Задания к выполнению
1. Ответьте на вопросы по тексту о восточной философии.
(a) Какие две культуры легли в основу восточной философии?
(b) Что породили глаза Пуруши?
(c) Из какой части тела Пуруши появились кшатрии?
2. Укажите только число строк, в которых встречается слово «palm». Регистр учитывается.

Восточная философия
«Восток — дело тонкое…» Кто не знает эту знаменитую фразу из фильма, давно уже вошедшую в поговорку? Восточная философия тонка и в то же время многогранна. В ее основу легли направления мышления, рожденные двумя культурами сразу: китайской и индийской. Она названа Древней. Но она настолько расширила пространственные и временный рамки, что представляет огромнейший интерес и сегодня.
Восточная философия — вовсе не набор догм и никак не исторический памятник, здесь невозможна трансформация. Это — обращение к сущности человека. К изначальной его сущности. Человек остается нераскрытым не только для других, но порой даже для себя, оказавшись не в состоянии постигнуть собственный внутренний мир. Назревает вопрос: почему, зная столько направлений решения возникающих проблем, мы хотим знать, как объясняет феномен человека именно восточная философия? Влечет экзотичность? Возможно. Мы, подверженные в той, или иной степени влиянию европоцентристскому, всегда будем удивляться тому, насколько богаче восточное единство социальных и природных процессов, насколько велика многогранность и физических, и интеллектуальных человеческих возможностей.
В чем они, эти особенности восточной философии? В синтезе мифологического, рационального и религиозного учений. Здесь переплелись учения Конфуция и Будды, Веды, «Авеста». Это целостное видение человека. Восточная философия рассматривает и мир, и самого человека, как творение богов. Здесь прослеживаются гилозоизм, анимизм, ассоциативность и антропоморфизм. Все оживляется, одухотворяется. Природные явления уподобляются человеку, человек — миру.
Взаимоотношения первобытного человека и природы вызывали ощущения неразрывной связи: в образах богов персонифицированы силы природы (человек, испытывая могущество богов, бессилен был противостоять им), у богов и людей как бы общая жизнь, с общими чертами и общими пороками. Кроме того, что боги всемогущи, они еще, как и люди, капризны, мстительны, зловредны, любвеобильны и т.д. В это же время герои мифов наделяются фантастическими способностями преодолевать зло на пути к торжеству справедливости.
Хаос постепенно упорядочивался и мироздание стали приписывать»первочеловеку»: тысячеглавому, тысячеглазому, тысяченогому Пуруша, ум которого породил Луну, уста — огонь, глаза — Солнце, дыхание — ветер.
Пуруша — и воплощение космоса, и человеческое сообщество с самой что ни на есть ранней иерархией (именно социальной), проявившейся в разделении на “варны”: брахманы (или жрецы) — изо рта Пуруши, из рук его появились кшатрии (сословие воинов), из бедер — вайшья (торговцы), а остальные (шудры) — из ступней.

Строки с разметкой точек
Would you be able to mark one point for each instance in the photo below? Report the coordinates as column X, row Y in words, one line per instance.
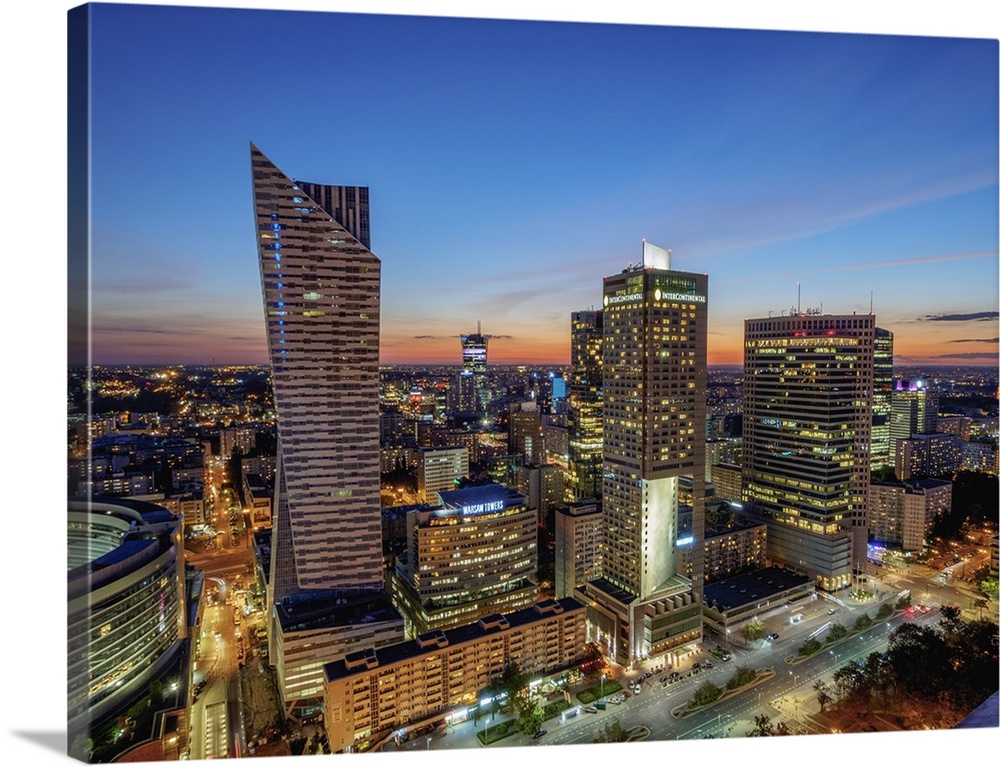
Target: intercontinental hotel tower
column 654, row 377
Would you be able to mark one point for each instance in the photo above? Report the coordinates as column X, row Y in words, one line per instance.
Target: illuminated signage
column 613, row 299
column 476, row 508
column 678, row 297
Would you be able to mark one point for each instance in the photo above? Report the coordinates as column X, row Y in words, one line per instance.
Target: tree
column 612, row 732
column 982, row 603
column 810, row 647
column 823, row 696
column 837, row 632
column 707, row 693
column 529, row 712
column 951, row 618
column 989, row 587
column 743, row 676
column 82, row 748
column 762, row 726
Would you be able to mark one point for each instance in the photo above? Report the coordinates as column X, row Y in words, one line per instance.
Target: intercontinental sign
column 611, row 300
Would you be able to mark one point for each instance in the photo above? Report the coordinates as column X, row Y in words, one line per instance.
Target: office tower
column 474, row 347
column 463, row 396
column 585, row 416
column 558, row 387
column 440, row 468
column 526, row 432
column 654, row 375
column 882, row 449
column 320, row 286
column 806, row 435
column 473, row 555
column 579, row 538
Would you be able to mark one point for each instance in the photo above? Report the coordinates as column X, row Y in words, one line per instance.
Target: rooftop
column 753, row 587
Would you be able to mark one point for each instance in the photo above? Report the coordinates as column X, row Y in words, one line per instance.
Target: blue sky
column 513, row 164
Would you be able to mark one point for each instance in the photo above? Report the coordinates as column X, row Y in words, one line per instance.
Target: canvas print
column 443, row 384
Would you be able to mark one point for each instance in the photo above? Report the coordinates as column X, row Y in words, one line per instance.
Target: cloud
column 972, row 355
column 448, row 337
column 977, row 316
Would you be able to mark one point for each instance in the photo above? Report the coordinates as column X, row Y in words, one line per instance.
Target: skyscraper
column 806, row 434
column 882, row 450
column 321, row 298
column 585, row 415
column 655, row 328
column 320, row 286
column 474, row 347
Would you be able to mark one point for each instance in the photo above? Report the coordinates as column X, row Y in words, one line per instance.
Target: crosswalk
column 216, row 731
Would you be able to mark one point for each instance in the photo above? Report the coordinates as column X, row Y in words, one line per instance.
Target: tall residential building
column 320, row 287
column 474, row 347
column 579, row 538
column 806, row 436
column 526, row 432
column 585, row 417
column 882, row 448
column 902, row 512
column 654, row 381
column 439, row 468
column 913, row 410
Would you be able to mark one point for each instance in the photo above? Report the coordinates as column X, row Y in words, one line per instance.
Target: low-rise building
column 371, row 694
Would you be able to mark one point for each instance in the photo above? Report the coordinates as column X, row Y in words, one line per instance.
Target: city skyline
column 795, row 169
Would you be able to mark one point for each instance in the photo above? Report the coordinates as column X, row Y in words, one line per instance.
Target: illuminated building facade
column 579, row 542
column 474, row 351
column 882, row 449
column 126, row 603
column 913, row 410
column 654, row 380
column 806, row 435
column 473, row 555
column 438, row 469
column 372, row 695
column 901, row 513
column 584, row 417
column 320, row 286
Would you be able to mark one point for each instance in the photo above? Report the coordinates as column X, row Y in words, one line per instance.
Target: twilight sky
column 513, row 164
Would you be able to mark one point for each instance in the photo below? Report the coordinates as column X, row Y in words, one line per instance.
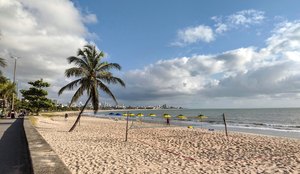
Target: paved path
column 14, row 155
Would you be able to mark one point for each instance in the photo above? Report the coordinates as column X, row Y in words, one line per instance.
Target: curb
column 44, row 159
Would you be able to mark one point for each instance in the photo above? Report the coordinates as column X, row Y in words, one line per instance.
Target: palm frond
column 78, row 61
column 111, row 79
column 105, row 89
column 104, row 66
column 2, row 62
column 77, row 94
column 75, row 71
column 95, row 98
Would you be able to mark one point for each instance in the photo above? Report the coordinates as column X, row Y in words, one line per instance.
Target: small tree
column 36, row 96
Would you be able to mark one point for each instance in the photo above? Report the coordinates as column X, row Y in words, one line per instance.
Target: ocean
column 283, row 122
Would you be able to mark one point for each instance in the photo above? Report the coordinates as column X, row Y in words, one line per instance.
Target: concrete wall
column 44, row 159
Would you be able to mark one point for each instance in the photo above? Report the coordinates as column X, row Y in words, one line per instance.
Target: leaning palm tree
column 2, row 64
column 91, row 74
column 7, row 89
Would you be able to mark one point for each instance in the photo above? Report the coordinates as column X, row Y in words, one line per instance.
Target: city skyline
column 190, row 54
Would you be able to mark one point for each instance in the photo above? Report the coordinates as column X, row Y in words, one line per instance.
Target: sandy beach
column 97, row 146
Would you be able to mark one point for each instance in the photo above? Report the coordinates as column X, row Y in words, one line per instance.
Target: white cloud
column 43, row 34
column 240, row 74
column 90, row 18
column 244, row 18
column 192, row 35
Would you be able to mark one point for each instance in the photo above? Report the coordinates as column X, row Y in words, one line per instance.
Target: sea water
column 284, row 122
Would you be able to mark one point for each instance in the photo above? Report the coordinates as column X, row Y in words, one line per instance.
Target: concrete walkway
column 14, row 153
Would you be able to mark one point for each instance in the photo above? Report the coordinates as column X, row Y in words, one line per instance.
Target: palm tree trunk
column 78, row 117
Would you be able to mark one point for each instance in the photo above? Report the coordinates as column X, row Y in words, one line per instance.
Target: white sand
column 97, row 146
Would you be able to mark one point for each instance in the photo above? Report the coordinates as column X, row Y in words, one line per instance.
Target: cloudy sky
column 195, row 54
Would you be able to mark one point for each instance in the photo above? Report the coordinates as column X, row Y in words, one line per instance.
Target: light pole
column 14, row 82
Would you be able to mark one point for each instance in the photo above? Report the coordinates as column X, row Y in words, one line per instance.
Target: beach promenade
column 14, row 155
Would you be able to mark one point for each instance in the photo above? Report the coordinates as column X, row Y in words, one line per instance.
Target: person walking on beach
column 66, row 116
column 168, row 121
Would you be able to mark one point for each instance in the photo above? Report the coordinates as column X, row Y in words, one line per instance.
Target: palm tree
column 91, row 74
column 2, row 64
column 7, row 88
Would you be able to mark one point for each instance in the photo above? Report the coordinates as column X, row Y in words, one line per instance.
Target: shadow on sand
column 14, row 153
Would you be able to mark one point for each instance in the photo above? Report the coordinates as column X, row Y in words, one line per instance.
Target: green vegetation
column 7, row 88
column 35, row 97
column 33, row 120
column 91, row 74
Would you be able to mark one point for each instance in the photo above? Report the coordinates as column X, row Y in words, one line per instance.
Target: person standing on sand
column 168, row 121
column 66, row 116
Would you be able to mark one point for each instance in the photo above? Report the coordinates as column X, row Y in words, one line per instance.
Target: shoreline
column 272, row 132
column 97, row 146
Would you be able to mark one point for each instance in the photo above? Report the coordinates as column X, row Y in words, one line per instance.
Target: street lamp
column 14, row 82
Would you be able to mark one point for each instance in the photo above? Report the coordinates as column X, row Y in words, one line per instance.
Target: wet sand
column 97, row 146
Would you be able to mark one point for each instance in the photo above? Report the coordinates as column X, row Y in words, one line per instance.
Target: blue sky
column 195, row 54
column 143, row 31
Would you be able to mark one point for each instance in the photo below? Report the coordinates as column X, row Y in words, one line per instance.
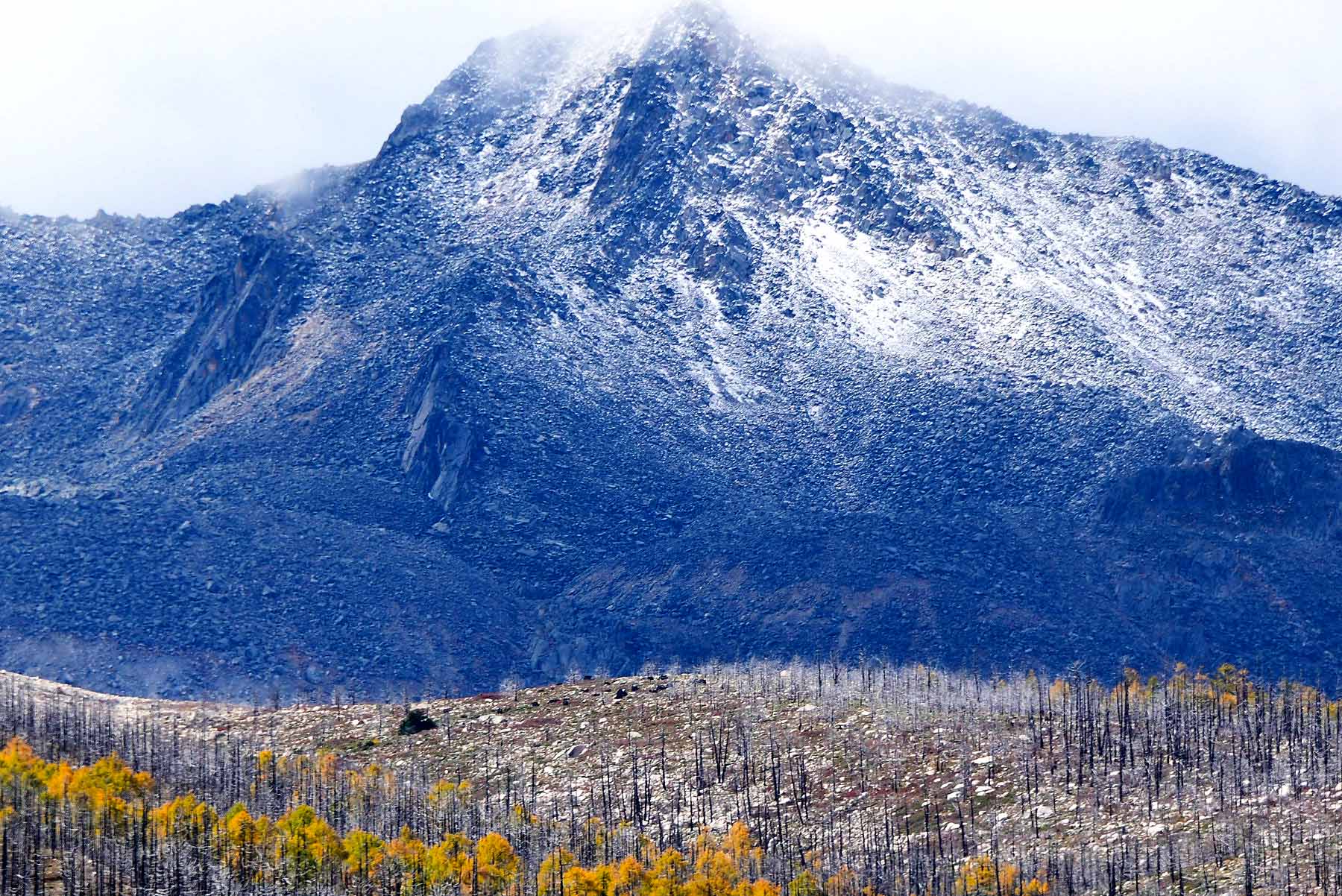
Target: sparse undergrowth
column 733, row 781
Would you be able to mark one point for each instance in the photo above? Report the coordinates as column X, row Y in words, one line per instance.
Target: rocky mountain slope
column 674, row 344
column 902, row 780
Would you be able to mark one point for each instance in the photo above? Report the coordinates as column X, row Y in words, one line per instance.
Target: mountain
column 667, row 345
column 889, row 780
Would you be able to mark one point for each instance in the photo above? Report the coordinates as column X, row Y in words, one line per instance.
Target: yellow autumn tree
column 983, row 875
column 588, row 882
column 630, row 879
column 184, row 818
column 308, row 845
column 552, row 871
column 22, row 769
column 409, row 856
column 669, row 874
column 494, row 868
column 364, row 855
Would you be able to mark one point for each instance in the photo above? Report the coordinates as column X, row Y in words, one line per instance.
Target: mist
column 148, row 107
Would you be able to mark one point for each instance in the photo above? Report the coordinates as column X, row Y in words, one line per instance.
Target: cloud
column 147, row 107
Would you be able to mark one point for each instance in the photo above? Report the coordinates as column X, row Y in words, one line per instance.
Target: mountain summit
column 675, row 347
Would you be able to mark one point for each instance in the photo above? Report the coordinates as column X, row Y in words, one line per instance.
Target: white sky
column 147, row 107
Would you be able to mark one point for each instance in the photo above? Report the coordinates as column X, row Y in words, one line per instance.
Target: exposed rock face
column 1239, row 479
column 672, row 345
column 439, row 448
column 238, row 327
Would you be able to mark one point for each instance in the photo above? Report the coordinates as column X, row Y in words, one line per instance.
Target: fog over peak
column 148, row 107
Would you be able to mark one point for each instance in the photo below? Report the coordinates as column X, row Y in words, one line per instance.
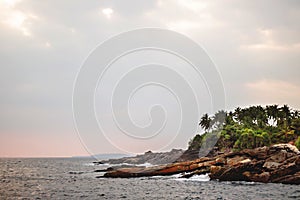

Ответы к заданиям
1.
(a) Китайская и индийская.
(b) Солнце.
(c) Из рук.

2. 4